Short exercise 1 –
Decide whether each statement below agrees with the fleet management page that follows. For each one, answer yes or no and quote the words from the fleet management page that decide it.
(a) The manufacturer ships its controllers to customers in five regions.
(b) Platform-wide fleet dashboards are located in the Provider-Stack.
(c) All customers share a single Tenant-Stack.

Source text –
(begin)
Skip to content

Fleet Management

This use case describes how to manage a large fleet of IoT devices across multiple tenants using Complete Device Management.

Stack context

Device management plane (ThingsBoard, hawkBit, WireGuard) lives in the Tenant-Stack. Platform-wide fleet dashboards are in the Provider-Stack (Grafana → Provider TimescaleDB).


Scenario

An industrial equipment manufacturer ships 500 Linux-based controllers to customers across three regions. Each customer is a separate tenant. The manufacturer needs to:

  • Provision all devices automatically when they first power on at the customer site.
  • Push firmware updates in a controlled, staged manner without disrupting production.
  • Monitor device health in real time.
  • Allow on-call engineers to remotely debug devices without VPN client software on their laptops.

Setup

1. Deploy a Tenant-Stack per Customer

Each customer operates an independent Tenant-Stack. Follow the Tenant Onboarding use case to provision the stack and connect it to the Provider-Stack via the JOIN workflow.

2. Assign Operators

Add operator users to the tenant Keycloak realm. They receive:

  • cdm-operator role → ThingsBoard Customer User, hawkBit read + trigger, Grafana Editor.
(end)
Input material –
(begin)
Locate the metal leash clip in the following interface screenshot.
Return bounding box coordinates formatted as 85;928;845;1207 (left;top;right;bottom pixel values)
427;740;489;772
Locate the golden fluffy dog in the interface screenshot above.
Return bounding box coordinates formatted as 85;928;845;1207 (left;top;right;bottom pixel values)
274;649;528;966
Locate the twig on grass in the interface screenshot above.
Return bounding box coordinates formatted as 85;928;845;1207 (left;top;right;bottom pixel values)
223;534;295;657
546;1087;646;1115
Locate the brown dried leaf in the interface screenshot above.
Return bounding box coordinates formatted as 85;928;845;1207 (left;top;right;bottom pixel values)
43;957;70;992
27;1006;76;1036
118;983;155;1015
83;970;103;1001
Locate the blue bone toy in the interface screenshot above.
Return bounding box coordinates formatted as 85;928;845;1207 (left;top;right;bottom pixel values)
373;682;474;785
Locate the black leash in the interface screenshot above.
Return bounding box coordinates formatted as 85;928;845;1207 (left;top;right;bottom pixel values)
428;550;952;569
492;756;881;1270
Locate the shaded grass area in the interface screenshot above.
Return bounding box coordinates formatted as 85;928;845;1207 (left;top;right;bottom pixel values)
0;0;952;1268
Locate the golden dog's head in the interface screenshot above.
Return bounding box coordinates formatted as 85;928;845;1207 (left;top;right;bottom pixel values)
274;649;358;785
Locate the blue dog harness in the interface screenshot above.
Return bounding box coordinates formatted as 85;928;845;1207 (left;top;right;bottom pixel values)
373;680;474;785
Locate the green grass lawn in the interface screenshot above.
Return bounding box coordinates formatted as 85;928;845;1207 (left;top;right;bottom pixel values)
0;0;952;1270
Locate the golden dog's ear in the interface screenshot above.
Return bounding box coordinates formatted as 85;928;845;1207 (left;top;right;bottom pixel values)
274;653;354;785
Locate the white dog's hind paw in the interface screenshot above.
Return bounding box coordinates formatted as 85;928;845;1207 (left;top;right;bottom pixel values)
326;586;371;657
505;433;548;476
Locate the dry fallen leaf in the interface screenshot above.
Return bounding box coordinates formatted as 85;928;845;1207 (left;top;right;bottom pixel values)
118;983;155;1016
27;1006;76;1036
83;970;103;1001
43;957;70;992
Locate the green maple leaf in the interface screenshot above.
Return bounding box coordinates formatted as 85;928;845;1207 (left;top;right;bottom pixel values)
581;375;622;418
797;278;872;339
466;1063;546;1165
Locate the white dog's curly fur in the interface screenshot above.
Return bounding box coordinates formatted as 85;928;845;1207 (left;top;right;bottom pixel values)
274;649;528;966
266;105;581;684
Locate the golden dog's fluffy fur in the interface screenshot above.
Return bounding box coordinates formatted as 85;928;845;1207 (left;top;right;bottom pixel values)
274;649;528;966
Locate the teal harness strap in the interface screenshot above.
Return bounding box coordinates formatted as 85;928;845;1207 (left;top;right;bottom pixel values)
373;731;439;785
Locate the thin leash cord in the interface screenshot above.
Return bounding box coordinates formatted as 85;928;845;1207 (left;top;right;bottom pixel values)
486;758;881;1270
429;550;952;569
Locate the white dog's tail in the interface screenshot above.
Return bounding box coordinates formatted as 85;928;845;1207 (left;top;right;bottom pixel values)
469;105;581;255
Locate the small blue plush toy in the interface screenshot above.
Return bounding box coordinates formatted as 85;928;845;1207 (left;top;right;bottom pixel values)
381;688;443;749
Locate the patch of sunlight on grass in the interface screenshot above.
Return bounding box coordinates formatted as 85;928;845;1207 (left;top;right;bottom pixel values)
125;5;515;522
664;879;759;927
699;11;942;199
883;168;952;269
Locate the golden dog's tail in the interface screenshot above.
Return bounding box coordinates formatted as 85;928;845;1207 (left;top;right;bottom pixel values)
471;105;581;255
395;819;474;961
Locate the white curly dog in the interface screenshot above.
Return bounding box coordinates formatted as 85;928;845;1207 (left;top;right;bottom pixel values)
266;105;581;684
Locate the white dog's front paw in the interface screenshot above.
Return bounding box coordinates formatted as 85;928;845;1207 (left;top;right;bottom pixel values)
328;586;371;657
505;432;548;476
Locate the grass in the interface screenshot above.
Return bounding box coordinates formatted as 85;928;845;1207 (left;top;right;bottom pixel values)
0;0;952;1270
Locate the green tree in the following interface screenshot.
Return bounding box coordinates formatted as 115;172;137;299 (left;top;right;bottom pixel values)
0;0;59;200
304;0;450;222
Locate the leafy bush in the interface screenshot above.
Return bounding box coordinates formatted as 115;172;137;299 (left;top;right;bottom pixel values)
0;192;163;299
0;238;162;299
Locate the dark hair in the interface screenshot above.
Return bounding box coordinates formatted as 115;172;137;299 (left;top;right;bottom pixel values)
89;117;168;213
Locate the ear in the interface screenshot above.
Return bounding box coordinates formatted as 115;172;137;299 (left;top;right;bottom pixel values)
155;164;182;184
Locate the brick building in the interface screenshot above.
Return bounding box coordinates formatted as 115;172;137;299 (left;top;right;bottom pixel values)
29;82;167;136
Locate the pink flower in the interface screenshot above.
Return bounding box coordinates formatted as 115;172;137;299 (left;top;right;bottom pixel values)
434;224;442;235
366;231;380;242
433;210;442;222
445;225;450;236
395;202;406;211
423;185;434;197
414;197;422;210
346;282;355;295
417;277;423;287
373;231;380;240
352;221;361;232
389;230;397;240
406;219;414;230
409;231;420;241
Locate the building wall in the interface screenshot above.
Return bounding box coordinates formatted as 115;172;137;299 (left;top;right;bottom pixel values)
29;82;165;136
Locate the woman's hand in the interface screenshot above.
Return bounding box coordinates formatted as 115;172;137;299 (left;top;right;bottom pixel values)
(end)
Short exercise 2 – From the entries, reproduce word for word the lines starting at the one that contains "Locate the black" and ending at the one that contains "0;0;952;1268", with both of those lines included.

Output 1 –
(a) No: "ships 500 Linux-based controllers to customers across three regions"
(b) Yes: "Platform-wide fleet dashboards are in the Provider-Stack"
(c) No: "Each customer operates an independent Tenant-Stack."

Output 2 –
Locate the black leash in the interface screenshot above.
Return bounding box coordinates formatted as 85;928;845;1207 (left;top;right;bottom pixel values)
428;550;952;569
492;756;881;1270
Locate the shaded grass area in the interface screenshot above.
Return bounding box coordinates formatted as 85;928;845;1207 (left;top;right;bottom pixel values)
0;0;952;1268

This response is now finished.